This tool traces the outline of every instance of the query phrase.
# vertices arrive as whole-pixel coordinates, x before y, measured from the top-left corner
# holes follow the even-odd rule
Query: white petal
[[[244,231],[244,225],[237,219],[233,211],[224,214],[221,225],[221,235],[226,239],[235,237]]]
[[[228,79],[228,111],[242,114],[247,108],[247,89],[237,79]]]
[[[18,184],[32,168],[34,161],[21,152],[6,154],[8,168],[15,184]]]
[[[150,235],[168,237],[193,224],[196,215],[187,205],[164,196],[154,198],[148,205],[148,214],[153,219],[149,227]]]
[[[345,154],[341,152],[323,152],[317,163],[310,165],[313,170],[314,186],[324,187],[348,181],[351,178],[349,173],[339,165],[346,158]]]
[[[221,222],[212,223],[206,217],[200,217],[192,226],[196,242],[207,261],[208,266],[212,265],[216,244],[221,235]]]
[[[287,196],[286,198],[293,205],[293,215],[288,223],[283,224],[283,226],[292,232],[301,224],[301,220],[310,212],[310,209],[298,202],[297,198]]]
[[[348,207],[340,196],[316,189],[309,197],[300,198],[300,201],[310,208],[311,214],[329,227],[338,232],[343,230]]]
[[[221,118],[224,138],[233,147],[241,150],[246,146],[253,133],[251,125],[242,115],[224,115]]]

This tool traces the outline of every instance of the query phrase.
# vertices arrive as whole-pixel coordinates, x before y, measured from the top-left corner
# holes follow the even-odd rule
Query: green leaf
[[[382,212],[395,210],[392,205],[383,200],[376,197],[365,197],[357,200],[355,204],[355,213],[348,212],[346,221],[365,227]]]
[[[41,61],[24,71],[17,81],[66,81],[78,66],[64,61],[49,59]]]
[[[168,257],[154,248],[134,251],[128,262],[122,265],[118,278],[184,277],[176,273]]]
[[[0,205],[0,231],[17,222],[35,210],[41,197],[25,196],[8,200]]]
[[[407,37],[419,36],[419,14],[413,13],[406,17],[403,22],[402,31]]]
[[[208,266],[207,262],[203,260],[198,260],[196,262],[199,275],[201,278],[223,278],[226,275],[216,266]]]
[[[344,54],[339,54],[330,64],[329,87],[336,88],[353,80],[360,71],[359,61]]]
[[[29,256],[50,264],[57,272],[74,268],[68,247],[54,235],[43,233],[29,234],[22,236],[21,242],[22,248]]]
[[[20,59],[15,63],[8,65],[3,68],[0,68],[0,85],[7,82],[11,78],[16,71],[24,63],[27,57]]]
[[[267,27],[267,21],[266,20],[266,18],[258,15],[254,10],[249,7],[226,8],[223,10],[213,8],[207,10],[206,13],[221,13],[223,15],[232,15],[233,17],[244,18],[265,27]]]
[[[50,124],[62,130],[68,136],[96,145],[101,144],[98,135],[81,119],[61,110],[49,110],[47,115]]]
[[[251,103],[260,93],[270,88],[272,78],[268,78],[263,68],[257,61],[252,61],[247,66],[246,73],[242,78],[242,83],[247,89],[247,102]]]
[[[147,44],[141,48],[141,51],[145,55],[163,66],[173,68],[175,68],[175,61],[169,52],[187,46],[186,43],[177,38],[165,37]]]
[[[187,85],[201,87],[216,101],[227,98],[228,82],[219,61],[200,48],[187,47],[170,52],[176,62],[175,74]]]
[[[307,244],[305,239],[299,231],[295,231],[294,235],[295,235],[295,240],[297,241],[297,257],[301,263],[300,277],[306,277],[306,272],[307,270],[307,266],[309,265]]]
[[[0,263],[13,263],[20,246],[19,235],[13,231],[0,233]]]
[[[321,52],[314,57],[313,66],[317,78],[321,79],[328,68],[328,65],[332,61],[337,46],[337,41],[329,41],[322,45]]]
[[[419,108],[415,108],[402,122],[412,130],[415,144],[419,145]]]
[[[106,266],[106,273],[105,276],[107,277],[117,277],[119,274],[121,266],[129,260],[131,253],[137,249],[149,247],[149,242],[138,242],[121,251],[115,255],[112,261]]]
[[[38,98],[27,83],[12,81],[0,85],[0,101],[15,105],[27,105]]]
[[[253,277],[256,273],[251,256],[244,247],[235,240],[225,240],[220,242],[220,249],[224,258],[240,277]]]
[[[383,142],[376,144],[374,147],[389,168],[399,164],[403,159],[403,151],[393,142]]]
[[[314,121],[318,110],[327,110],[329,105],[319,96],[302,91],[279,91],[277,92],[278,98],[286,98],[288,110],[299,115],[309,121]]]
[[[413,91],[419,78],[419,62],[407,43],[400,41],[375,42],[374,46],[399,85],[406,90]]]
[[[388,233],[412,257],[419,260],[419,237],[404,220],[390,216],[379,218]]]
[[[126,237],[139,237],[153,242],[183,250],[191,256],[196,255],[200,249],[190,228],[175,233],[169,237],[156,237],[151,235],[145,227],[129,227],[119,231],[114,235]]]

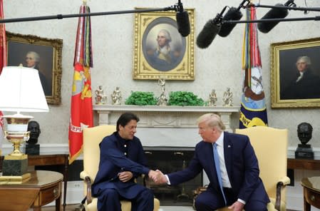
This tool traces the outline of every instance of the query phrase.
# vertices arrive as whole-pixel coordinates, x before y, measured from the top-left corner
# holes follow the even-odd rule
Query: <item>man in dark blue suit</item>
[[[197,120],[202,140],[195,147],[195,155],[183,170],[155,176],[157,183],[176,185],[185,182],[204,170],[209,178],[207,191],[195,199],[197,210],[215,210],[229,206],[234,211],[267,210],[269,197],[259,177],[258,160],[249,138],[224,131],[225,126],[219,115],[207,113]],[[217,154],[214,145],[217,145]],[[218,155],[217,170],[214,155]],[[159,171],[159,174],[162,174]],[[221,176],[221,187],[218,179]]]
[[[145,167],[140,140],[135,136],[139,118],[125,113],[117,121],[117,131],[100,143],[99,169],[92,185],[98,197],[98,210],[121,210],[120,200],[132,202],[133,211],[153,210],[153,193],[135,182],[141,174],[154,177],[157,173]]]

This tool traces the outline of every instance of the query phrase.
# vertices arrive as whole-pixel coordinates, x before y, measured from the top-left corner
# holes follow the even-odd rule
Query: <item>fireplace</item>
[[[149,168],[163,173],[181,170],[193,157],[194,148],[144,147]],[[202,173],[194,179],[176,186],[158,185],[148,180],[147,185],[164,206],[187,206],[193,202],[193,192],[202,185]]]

▶ [REQUIRED WORK]
Turn every line of the items above into a JSON list of strings, one string per line, and drop the blank lines. Leave the pictures out.

▶ [CORRECT ANSWER]
[
  "This tool traces the outline of every instance of the query phrase.",
  "# vertices arrive as whole-pixel coordinates, x before y, measured from the top-left corner",
  "# holes follow the even-odd rule",
  "Query: white petal",
  "[[[244,231],[244,225],[237,219],[233,211],[224,214],[221,225],[221,235],[226,239],[235,237]]]",
  "[[[228,79],[228,111],[242,114],[247,108],[247,89],[237,79]]]",
  "[[[18,184],[32,168],[34,161],[21,152],[6,154],[8,168],[15,184]]]",
  "[[[150,235],[168,237],[193,224],[196,215],[187,205],[164,196],[154,198],[148,205],[148,214],[153,219],[149,227]]]",
  "[[[345,154],[341,152],[323,152],[317,163],[310,165],[313,170],[314,186],[324,187],[348,181],[351,178],[349,173],[339,165],[346,158]]]",
  "[[[221,222],[212,223],[206,217],[200,217],[192,226],[196,242],[207,261],[208,266],[212,265],[216,244],[221,235]]]",
  "[[[287,196],[286,198],[293,205],[293,215],[288,223],[283,224],[283,226],[292,232],[301,224],[301,220],[310,212],[310,209],[298,202],[297,198]]]",
  "[[[348,207],[340,196],[316,189],[309,197],[300,198],[300,201],[310,208],[311,214],[329,227],[338,232],[343,230]]]",
  "[[[221,118],[224,138],[233,147],[241,150],[246,146],[253,133],[251,125],[242,115],[224,115]]]",
  "This tool traces the outline of every instance of the query phrase.",
  "# vertices arrive as whole-pixel coordinates, x before y, measured from the top-left corner",
  "# holes follow the even-odd rule",
  "Query: green leaf",
  "[[[382,212],[395,210],[392,205],[383,200],[376,197],[365,197],[357,200],[355,204],[355,213],[348,212],[346,221],[365,227]]]",
  "[[[41,61],[24,71],[17,81],[66,81],[78,66],[64,61],[49,59]]]",
  "[[[168,257],[154,248],[134,251],[128,262],[122,265],[118,278],[184,277],[176,273]]]",
  "[[[0,205],[0,231],[17,222],[35,210],[41,197],[25,196],[8,200]]]",
  "[[[407,37],[419,36],[419,14],[413,13],[406,17],[403,22],[402,31]]]",
  "[[[208,266],[207,262],[203,260],[198,260],[196,262],[199,275],[201,278],[223,278],[226,275],[216,266]]]",
  "[[[344,54],[339,54],[330,64],[329,87],[336,88],[353,80],[360,71],[359,61]]]",
  "[[[29,256],[50,264],[57,272],[74,268],[68,247],[54,235],[43,233],[29,234],[22,236],[21,242],[22,248]]]",
  "[[[20,59],[15,63],[8,65],[3,68],[0,68],[0,85],[7,82],[11,78],[16,71],[24,63],[27,57]]]",
  "[[[267,27],[267,21],[266,20],[266,18],[258,15],[254,10],[249,7],[226,8],[223,10],[213,8],[207,10],[206,13],[221,13],[223,15],[232,15],[233,17],[244,18],[265,27]]]",
  "[[[50,124],[62,130],[68,136],[96,145],[101,144],[98,135],[81,119],[61,110],[49,110],[47,115]]]",
  "[[[251,103],[260,93],[270,88],[272,78],[268,78],[263,68],[257,61],[252,61],[247,66],[246,73],[242,78],[242,83],[247,89],[247,102]]]",
  "[[[147,44],[141,48],[141,51],[145,55],[163,66],[173,68],[175,68],[175,61],[169,52],[187,46],[186,43],[177,38],[165,37]]]",
  "[[[187,85],[201,87],[216,101],[227,98],[228,82],[219,61],[200,48],[187,47],[170,52],[176,62],[175,74]]]",
  "[[[307,244],[305,239],[299,231],[295,231],[294,235],[295,235],[295,240],[297,241],[297,257],[301,263],[300,277],[306,277],[306,272],[307,270],[307,266],[309,265]]]",
  "[[[0,263],[13,263],[20,246],[19,235],[13,231],[0,233]]]",
  "[[[321,52],[314,57],[313,66],[317,78],[321,79],[328,68],[328,65],[332,61],[337,46],[337,41],[329,41],[322,45]]]",
  "[[[419,108],[415,108],[402,122],[412,130],[415,144],[419,145]]]",
  "[[[106,266],[106,273],[105,276],[107,277],[117,277],[119,274],[121,266],[129,260],[131,253],[137,249],[149,247],[149,242],[138,242],[121,251],[115,255],[112,261]]]",
  "[[[38,98],[27,83],[12,81],[0,85],[0,101],[15,105],[27,105]]]",
  "[[[253,277],[256,273],[251,256],[244,247],[235,240],[225,240],[220,242],[220,249],[224,258],[240,277]]]",
  "[[[383,142],[376,144],[374,147],[389,168],[399,164],[403,159],[403,151],[393,142]]]",
  "[[[314,121],[318,110],[327,110],[329,105],[319,96],[302,91],[279,91],[277,92],[278,98],[286,98],[288,110],[299,115],[309,121]]]",
  "[[[413,91],[419,78],[419,62],[407,43],[400,41],[375,42],[374,46],[399,85],[406,90]]]",
  "[[[388,233],[412,257],[419,260],[419,237],[404,220],[390,216],[379,218]]]",
  "[[[126,237],[139,237],[153,242],[183,250],[191,256],[196,255],[200,249],[190,228],[175,233],[169,237],[156,237],[151,235],[145,227],[129,227],[119,231],[114,235]]]",
  "This tool traces the outline of every instance of the query phrase.",
  "# vertices arrive as whole-pixel coordinates, x before y, measured from the top-left corner",
  "# holes follow the even-odd rule",
  "Query: <item>man in dark blue suit</item>",
  "[[[197,120],[202,140],[195,147],[195,155],[183,170],[155,176],[157,183],[176,185],[185,182],[204,170],[209,178],[207,191],[195,199],[197,210],[215,210],[229,206],[234,211],[267,210],[269,197],[259,177],[258,160],[249,138],[224,131],[225,126],[219,115],[207,113]],[[217,154],[214,145],[217,145]],[[218,155],[217,170],[214,155]],[[159,171],[159,174],[162,174]],[[221,176],[221,187],[218,179]]]",
  "[[[145,167],[140,140],[135,136],[139,118],[125,113],[117,121],[117,131],[100,143],[99,169],[92,185],[98,197],[98,210],[121,210],[120,200],[132,202],[133,211],[153,210],[153,193],[135,182],[141,174],[154,177],[157,173]]]",
  "This tool traces the outline of every instance of the query phrase.",
  "# vertices arrive as whole-pixel coordinates, x before y, measured from the top-left corner",
  "# holes follow the even-odd rule",
  "Query: <item>fireplace</item>",
  "[[[149,168],[163,173],[181,170],[193,157],[194,148],[144,147]],[[202,173],[194,179],[176,186],[158,185],[148,180],[147,185],[164,206],[187,206],[193,202],[193,192],[202,185]]]"
]